[What you have to do]
Report every line in the entries below that contains the word "tree", copying each such line in full.

[Saved records]
**********
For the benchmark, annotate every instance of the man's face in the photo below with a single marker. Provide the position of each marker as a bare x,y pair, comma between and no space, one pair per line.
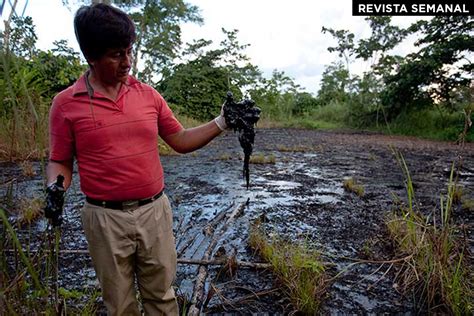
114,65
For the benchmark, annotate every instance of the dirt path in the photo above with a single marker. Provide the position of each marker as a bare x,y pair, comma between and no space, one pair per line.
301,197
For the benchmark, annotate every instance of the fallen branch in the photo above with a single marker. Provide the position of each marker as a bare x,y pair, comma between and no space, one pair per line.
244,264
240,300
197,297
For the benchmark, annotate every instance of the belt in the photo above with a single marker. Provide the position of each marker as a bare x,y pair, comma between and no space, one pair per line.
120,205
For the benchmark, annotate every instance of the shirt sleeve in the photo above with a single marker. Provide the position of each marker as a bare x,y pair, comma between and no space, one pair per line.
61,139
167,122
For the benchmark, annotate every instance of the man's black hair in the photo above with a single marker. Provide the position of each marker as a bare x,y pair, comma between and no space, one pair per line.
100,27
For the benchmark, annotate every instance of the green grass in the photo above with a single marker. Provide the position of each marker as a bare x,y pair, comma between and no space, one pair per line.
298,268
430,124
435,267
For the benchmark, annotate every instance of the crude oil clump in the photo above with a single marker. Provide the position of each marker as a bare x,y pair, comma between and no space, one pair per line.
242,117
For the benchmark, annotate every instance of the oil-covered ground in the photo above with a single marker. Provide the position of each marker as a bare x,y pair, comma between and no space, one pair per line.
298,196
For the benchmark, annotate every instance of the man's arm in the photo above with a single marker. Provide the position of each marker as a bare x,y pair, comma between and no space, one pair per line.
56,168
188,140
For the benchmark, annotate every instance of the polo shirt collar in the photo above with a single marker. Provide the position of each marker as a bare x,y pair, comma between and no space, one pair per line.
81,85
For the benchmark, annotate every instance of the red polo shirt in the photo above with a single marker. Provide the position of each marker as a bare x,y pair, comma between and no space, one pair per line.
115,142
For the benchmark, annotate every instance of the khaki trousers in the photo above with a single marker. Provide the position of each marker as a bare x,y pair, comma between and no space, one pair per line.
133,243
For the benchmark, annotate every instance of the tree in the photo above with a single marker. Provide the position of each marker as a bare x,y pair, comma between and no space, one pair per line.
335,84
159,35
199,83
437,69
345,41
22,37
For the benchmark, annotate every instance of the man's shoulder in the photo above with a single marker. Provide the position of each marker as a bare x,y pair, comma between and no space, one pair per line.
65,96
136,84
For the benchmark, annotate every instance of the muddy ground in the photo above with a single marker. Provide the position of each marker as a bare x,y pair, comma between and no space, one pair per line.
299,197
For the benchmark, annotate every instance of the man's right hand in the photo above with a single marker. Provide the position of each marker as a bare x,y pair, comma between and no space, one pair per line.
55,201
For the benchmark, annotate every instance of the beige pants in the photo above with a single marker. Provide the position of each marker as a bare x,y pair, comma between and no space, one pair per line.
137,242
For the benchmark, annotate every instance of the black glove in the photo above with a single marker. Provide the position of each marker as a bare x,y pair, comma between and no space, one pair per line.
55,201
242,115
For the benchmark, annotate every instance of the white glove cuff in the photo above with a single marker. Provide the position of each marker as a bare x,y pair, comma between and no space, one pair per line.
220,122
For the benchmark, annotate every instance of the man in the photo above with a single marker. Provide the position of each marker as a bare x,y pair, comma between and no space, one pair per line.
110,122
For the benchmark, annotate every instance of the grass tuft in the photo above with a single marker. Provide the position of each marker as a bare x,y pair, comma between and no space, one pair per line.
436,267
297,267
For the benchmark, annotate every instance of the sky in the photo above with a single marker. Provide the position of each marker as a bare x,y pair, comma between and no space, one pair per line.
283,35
**********
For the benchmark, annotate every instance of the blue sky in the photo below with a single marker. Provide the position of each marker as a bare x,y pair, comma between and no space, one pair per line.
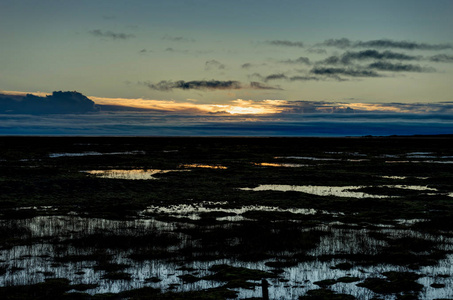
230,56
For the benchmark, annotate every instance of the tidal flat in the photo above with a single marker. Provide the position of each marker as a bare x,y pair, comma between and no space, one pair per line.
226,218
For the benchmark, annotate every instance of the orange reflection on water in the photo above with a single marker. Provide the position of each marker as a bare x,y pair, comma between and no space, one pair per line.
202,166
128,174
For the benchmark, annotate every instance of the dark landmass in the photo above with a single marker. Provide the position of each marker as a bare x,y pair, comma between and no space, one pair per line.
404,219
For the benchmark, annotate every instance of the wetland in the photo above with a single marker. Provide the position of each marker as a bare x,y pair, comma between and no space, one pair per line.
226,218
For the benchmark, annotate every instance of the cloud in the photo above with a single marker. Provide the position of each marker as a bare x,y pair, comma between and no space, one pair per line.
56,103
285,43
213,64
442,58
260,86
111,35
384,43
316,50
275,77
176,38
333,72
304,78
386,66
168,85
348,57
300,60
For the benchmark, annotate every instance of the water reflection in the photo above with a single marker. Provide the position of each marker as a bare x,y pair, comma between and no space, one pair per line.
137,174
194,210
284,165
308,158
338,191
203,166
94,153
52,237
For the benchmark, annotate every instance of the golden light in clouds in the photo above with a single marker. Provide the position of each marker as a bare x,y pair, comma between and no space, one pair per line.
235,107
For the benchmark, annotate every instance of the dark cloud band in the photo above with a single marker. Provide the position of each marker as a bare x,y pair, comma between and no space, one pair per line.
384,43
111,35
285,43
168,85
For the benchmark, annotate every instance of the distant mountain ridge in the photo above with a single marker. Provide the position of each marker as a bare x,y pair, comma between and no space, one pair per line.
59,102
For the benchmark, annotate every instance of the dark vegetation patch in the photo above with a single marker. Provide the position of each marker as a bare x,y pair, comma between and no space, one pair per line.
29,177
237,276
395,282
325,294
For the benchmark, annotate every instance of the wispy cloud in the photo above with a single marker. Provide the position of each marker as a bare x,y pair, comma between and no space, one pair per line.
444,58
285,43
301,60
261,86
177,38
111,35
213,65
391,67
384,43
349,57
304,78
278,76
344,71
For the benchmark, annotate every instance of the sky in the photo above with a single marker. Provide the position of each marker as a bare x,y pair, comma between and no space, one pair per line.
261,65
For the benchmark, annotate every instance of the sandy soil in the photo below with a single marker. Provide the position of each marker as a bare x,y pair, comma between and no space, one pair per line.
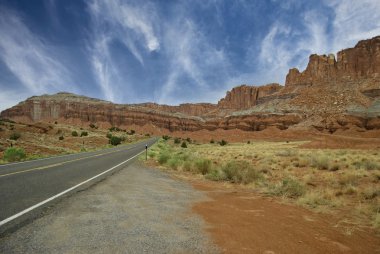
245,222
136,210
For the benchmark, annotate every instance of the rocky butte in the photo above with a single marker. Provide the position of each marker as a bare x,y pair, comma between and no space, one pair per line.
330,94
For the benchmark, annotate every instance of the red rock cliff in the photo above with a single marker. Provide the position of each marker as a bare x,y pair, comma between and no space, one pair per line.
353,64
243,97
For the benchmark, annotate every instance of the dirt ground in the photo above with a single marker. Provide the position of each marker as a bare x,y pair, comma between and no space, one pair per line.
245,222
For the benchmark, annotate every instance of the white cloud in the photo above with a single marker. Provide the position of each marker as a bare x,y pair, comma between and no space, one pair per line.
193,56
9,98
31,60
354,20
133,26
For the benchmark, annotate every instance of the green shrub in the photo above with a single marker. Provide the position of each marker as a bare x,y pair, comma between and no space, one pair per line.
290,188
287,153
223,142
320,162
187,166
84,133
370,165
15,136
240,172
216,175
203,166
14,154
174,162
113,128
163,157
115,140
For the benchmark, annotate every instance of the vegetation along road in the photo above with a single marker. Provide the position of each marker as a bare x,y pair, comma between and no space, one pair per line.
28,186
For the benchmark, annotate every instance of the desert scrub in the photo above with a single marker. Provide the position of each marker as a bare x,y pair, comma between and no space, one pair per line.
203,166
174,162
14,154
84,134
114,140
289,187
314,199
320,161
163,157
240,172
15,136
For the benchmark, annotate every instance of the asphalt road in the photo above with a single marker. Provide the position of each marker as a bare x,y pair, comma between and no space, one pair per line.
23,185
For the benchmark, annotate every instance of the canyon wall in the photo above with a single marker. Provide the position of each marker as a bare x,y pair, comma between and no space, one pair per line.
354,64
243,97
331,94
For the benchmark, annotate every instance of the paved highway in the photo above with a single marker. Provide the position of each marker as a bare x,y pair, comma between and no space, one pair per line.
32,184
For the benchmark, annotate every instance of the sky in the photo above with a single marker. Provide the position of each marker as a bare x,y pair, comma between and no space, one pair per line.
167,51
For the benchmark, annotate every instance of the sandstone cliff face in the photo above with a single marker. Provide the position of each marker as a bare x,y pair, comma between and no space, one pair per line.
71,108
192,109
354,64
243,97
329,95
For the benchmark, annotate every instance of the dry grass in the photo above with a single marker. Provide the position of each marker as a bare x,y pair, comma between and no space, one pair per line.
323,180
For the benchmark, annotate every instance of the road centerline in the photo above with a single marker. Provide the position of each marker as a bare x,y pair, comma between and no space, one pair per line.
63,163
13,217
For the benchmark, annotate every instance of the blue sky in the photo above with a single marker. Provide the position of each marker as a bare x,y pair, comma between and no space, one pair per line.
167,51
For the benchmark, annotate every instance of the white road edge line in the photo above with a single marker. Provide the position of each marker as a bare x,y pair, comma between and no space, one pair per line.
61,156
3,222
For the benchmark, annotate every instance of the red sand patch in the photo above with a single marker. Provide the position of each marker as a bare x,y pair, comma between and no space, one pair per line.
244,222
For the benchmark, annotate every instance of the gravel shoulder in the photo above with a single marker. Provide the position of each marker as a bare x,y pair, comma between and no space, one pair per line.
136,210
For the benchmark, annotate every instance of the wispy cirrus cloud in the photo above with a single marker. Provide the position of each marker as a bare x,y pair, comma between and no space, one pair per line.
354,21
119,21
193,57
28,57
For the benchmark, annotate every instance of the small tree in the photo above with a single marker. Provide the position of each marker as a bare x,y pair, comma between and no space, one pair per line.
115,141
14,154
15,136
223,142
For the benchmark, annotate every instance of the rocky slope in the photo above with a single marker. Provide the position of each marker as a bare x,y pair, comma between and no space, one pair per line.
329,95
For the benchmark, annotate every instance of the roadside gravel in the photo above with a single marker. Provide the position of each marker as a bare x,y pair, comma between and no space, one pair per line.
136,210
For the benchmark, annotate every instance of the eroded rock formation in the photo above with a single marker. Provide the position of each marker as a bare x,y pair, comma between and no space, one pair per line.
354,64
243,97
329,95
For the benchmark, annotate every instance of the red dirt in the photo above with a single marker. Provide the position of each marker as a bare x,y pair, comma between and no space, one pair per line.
**********
[In response]
For the benchmark, annotate every instance of the tree in the photo above with a single marker. Provide the position of each marker as a bare x,y pair, comma between and no space, one pair per line.
For the benchmark, annotate every instance of the small tree in the photo above with a single marker. Provide the position of each marker as a bare x,y pair, comma between and no space, one pair per line.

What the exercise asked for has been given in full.